Written problem
Starting with the line that contains "Practice. Spot the overcast", write out each line through the end of the listing, unchanged. Output nothing else.

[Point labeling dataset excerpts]
+--

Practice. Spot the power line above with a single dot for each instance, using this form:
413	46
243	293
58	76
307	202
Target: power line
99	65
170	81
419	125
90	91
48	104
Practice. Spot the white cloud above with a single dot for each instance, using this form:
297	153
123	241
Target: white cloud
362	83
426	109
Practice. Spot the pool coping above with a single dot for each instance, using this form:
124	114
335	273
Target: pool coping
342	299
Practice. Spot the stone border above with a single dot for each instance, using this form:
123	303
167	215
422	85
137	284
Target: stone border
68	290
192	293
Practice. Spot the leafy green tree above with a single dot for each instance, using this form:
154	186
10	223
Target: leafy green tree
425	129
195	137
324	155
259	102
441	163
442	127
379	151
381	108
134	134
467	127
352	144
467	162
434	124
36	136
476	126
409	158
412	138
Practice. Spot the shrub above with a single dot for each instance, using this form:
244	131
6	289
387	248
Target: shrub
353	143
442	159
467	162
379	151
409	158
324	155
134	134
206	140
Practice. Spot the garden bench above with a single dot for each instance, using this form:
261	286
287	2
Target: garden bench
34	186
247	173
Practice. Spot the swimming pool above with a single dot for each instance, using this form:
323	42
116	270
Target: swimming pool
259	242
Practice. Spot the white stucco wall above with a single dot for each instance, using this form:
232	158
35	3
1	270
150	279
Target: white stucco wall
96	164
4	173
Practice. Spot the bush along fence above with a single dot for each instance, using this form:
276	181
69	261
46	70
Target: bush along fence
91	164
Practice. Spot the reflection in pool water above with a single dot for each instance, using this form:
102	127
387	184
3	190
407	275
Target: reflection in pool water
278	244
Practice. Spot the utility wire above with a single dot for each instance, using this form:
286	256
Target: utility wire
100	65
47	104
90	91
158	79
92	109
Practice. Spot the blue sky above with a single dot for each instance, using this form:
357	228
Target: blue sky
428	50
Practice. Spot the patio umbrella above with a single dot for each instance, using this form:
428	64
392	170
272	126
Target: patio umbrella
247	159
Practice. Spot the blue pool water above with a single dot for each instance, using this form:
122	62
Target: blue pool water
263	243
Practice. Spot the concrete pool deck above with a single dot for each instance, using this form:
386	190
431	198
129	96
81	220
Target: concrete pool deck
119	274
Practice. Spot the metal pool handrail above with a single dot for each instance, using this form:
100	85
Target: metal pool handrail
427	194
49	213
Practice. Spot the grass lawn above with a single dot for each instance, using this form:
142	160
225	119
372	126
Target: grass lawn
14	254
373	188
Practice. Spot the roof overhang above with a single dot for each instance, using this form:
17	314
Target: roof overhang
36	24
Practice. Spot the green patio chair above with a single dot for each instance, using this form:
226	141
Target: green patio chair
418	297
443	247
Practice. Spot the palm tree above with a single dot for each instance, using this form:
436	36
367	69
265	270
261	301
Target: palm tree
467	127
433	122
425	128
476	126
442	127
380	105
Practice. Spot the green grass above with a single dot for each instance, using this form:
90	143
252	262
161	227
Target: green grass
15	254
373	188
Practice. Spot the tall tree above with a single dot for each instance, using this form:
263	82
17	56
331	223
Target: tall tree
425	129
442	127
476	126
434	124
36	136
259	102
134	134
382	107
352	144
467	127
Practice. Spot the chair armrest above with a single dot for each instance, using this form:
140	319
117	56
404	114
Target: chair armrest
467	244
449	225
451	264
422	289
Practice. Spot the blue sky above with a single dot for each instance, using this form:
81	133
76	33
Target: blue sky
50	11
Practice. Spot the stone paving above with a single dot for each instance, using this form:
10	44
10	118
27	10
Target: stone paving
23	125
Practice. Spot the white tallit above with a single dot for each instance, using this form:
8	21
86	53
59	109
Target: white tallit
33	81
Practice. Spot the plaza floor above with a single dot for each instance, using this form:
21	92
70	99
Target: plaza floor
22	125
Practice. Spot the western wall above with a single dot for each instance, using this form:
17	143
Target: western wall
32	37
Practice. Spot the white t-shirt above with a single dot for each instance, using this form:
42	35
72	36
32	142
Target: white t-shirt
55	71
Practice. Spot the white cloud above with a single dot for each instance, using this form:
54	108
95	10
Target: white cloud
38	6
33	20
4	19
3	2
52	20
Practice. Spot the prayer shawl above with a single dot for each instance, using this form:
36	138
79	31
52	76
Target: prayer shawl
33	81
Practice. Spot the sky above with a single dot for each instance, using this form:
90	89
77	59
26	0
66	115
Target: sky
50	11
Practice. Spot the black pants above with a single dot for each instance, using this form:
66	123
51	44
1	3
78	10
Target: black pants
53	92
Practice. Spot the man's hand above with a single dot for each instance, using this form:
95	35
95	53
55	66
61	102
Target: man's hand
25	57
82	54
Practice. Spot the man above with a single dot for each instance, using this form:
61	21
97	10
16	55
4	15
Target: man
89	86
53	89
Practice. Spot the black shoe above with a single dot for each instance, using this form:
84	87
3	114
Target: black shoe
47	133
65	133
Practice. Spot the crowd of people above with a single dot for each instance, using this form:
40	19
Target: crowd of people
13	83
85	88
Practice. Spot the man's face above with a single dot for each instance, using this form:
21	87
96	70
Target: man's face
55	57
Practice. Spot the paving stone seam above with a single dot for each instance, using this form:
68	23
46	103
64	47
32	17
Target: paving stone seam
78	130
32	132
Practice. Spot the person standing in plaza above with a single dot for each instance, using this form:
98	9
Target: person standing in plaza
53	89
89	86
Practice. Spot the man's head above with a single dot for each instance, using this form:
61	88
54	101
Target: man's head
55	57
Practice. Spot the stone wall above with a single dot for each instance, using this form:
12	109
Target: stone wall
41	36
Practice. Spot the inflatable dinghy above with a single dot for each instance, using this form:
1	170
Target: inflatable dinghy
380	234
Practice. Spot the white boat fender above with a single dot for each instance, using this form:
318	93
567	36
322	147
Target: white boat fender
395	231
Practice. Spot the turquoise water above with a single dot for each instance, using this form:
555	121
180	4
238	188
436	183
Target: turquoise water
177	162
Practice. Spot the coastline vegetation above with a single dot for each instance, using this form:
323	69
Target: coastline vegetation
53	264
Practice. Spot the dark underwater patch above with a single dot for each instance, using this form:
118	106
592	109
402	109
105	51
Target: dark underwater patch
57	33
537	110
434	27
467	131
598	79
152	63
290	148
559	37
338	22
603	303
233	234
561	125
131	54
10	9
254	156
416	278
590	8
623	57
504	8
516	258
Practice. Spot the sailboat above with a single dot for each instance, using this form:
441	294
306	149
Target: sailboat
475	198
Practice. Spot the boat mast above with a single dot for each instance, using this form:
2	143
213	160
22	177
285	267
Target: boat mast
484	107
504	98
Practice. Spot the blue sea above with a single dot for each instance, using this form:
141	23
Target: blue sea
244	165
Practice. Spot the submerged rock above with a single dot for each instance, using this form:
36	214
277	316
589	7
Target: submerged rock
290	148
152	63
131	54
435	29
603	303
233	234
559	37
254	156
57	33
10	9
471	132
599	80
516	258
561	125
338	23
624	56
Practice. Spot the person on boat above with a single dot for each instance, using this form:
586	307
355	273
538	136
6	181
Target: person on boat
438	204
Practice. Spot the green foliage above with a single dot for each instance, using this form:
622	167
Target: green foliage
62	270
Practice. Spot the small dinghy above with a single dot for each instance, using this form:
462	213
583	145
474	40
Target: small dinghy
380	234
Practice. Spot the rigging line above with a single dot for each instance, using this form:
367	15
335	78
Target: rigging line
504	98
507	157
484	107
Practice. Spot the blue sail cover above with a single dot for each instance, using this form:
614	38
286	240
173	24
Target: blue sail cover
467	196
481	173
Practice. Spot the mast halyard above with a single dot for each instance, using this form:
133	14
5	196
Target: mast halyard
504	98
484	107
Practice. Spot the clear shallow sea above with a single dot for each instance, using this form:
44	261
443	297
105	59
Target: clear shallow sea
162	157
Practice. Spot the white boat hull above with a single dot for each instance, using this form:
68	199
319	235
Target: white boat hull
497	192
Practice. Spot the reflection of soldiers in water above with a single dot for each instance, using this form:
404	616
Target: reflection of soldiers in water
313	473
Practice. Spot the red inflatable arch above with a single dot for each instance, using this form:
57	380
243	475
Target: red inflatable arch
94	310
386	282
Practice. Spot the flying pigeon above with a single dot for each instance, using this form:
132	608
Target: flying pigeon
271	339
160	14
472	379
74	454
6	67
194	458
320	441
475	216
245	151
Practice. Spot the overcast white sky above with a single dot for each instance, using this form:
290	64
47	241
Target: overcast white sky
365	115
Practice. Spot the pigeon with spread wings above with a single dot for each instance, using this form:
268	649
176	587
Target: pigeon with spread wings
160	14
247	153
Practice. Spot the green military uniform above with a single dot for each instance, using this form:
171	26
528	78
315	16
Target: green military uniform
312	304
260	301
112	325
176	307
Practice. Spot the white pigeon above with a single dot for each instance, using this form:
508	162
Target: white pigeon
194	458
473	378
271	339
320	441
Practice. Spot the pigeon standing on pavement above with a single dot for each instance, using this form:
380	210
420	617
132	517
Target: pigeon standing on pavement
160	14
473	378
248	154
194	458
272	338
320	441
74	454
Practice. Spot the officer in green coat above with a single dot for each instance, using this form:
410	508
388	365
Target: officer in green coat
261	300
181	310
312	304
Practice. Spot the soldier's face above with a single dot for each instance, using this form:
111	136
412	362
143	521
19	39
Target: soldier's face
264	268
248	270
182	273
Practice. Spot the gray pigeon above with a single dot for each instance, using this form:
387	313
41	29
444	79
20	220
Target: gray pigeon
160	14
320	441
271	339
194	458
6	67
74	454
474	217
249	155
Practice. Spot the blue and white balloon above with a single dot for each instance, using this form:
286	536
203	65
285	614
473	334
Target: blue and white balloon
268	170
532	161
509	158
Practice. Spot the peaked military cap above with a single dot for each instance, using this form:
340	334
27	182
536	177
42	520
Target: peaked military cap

+--

Solution for this task
Practice. Spot the overcast white sky above with a single dot for each instance, using this form:
290	64
47	241
Target: overcast white sky
365	115
Practice. Spot the pigeon with spread wings above with a single dot for each instance, using this form:
268	649
176	587
Target: pigeon with spread wings
160	14
247	153
Practice. Spot the green military uniform above with a single dot for each instance, using this form:
171	26
528	78
315	16
Target: green military uniform
312	304
260	301
112	325
176	307
Practice. Spot the white pigeon above with a single dot for each instance, using this form:
508	162
Target: white pigeon
194	458
473	378
271	339
320	441
Practice. Spot the pigeon standing on pavement above with a single dot for each instance, using this form:
380	210
420	617
132	517
Target: pigeon standing on pavement
160	14
473	378
248	154
194	458
272	338
320	441
74	454
Practice. Spot the officer in green coat above with a single dot for each instance, using this form:
410	508
388	365
Target: officer in green coat
261	300
181	310
312	304
Practice. Spot the soldier's face above with a single dot for each instance, using this form:
111	136
412	362
143	521
19	39
Target: soldier's face
264	268
248	270
182	273
Practice. Spot the gray pigeon above with a single dot for each instance, using this form:
387	313
41	29
444	79
20	220
Target: gray pigeon
160	14
320	441
271	339
194	458
6	67
74	454
474	217
249	155
Practice. Spot the blue and white balloon above with a single dot for each instance, using this form:
286	536
203	65
285	614
473	334
Target: blue and white balloon
268	170
532	161
509	158
Practice. Spot the peaked military cap above with a single dot for each instance, using this form:
340	334
27	182
536	177
42	520
Target: peaked military cap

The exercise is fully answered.